**What you have to do:**
Format these lines as a JSON list of strings, one string per line, and leave out any blank lines.

----- Records supplied -----

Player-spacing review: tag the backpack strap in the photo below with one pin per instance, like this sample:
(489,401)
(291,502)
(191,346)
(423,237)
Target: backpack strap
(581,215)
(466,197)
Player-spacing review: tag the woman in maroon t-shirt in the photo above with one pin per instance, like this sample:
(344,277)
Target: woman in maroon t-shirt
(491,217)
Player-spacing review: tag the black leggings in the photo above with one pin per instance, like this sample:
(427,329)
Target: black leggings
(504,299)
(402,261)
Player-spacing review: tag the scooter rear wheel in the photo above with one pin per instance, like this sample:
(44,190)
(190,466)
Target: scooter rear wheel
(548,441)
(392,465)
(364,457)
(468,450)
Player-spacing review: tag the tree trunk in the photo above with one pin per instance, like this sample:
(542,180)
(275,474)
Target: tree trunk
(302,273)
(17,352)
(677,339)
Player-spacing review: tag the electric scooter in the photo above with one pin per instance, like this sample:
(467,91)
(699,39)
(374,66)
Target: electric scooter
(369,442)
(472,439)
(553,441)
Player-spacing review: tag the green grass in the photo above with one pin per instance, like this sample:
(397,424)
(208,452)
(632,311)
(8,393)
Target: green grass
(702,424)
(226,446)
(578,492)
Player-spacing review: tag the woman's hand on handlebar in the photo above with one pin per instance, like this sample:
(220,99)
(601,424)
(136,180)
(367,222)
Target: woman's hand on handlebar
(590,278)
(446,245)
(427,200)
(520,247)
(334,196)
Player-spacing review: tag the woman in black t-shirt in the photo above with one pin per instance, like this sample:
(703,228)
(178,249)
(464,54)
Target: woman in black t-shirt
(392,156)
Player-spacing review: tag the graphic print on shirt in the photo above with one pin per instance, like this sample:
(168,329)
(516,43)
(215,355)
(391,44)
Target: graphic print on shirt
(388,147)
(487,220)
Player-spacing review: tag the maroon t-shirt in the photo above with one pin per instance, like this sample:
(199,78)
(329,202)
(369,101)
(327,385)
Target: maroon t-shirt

-----

**Complete output:**
[
  "Player-spacing review: tag the backpack strap in the photo below with one pin per instance, like this sample:",
  "(489,401)",
  "(291,502)",
  "(191,346)",
  "(423,237)",
  "Target: backpack strap",
  "(581,215)",
  "(466,197)",
  "Player-spacing review: tag the woman in maroon t-shirt in the photo above with one pin per instance, like this sample:",
  "(344,277)",
  "Target: woman in maroon t-shirt",
  "(491,217)",
  "Player-spacing review: tag the black leggings in the photo above with one pin per instance, like this sample:",
  "(427,329)",
  "Target: black leggings",
  "(504,299)",
  "(402,261)",
  "Player-spacing review: tag the scooter rear wheel in the photo above with one pin per instance, like this sample:",
  "(44,190)",
  "(190,466)",
  "Target: scooter rear wheel",
  "(548,441)",
  "(392,465)",
  "(364,457)",
  "(468,450)",
  "Player-spacing review: tag the tree trunk in the photo above with one pin per instance, like this sample:",
  "(542,180)",
  "(275,474)",
  "Target: tree trunk",
  "(302,273)",
  "(17,352)",
  "(677,339)",
  "Player-spacing review: tag the electric scooter in the photo above with one pin per instance, like this sample:",
  "(467,91)",
  "(699,39)",
  "(374,66)",
  "Target: electric scooter",
  "(369,442)",
  "(472,439)",
  "(553,441)",
  "Player-spacing review: tag the green grass in the photo above with one pin per instance, like this sample:",
  "(397,424)",
  "(208,452)",
  "(632,311)",
  "(8,393)",
  "Target: green grass",
  "(702,424)",
  "(226,446)",
  "(578,492)",
  "Player-spacing review: tag the woman's hand on handlebar in the photo above with one pin per instance, like this sample:",
  "(220,99)",
  "(601,424)",
  "(136,180)",
  "(367,222)",
  "Target: woman's hand on handlebar",
  "(590,278)",
  "(446,245)",
  "(427,200)",
  "(520,247)",
  "(334,196)",
  "Player-spacing review: tag the woman in black t-shirt in the photo above with one pin per instance, like this sample:",
  "(703,228)",
  "(178,249)",
  "(464,54)",
  "Target: woman in black t-shirt",
  "(392,156)",
  "Player-spacing review: tag the graphic print on shirt in the photo above with one pin per instance, like this sample:",
  "(168,329)",
  "(516,43)",
  "(215,355)",
  "(391,44)",
  "Target: graphic print on shirt",
  "(388,147)",
  "(487,220)",
  "Player-spacing review: tag the maroon t-shirt in the photo above with one pin per instance, like this sample:",
  "(199,78)",
  "(329,202)",
  "(369,101)",
  "(327,385)",
  "Target: maroon t-shirt"
]